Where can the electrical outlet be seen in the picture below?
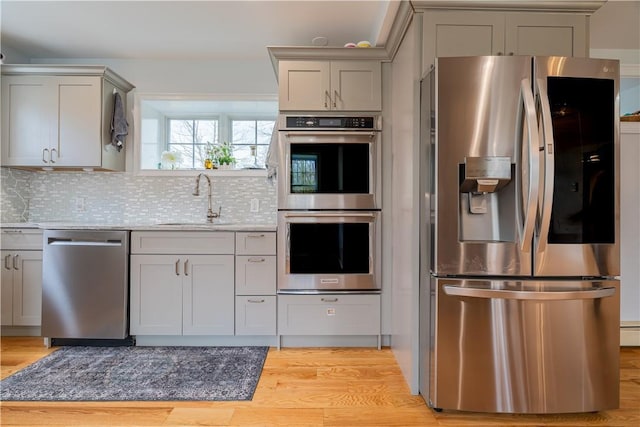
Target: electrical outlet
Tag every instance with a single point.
(255, 205)
(81, 204)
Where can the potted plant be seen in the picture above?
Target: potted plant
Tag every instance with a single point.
(210, 155)
(223, 155)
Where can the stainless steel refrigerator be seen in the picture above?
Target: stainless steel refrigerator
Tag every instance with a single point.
(519, 292)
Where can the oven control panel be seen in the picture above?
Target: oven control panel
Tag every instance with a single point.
(329, 122)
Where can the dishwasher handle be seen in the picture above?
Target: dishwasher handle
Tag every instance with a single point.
(58, 241)
(592, 293)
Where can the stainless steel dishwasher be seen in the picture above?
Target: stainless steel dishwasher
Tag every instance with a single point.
(85, 286)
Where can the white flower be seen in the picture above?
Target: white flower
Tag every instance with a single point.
(170, 157)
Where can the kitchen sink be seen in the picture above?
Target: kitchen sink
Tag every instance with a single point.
(198, 224)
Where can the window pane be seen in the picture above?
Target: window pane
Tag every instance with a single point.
(250, 139)
(188, 139)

◇ ◇ ◇ ◇

— What is expected —
Update the material above by replacing every "Tag" with "Mark" and leaving all other wording unchanged. Omit the picture from your answer.

— Output below —
Where can the electrical outlet be seen in the picture below?
Target: electrical outlet
Mark every instance with a single point.
(255, 205)
(81, 204)
Where can the potted plant be seen in the picture above?
Target: potted plant
Mark every instance with a single point.
(210, 155)
(223, 155)
Where can the stainless steel refrigerator be seen in the picture above?
Target: stainless steel refrigerator
Mark every instance with a single point.
(519, 292)
Where can the oven control panel be seen in the picture above?
Target: oven control panel
Mark every instance with a single point.
(329, 122)
Where can the dishwasher handle be seen in the picture above?
Target: dishwasher handle
Mark every instance with a single point.
(58, 241)
(592, 293)
Where can the stainless steel dishwasher be seen in the picture above?
Target: stainless steel dishwasher
Mark every instance with a single point.
(85, 286)
Where can the white flower be seen in the picture above?
Target: white flower
Mark every instance with a single point.
(170, 157)
Where can the kitchen sink be seen in the picture above?
Target: kitchen sink
Mark every instance with a single point.
(198, 224)
Where can the window pane be seen in the picture above?
Target: window pane
Mark every instance with a single point.
(250, 139)
(188, 139)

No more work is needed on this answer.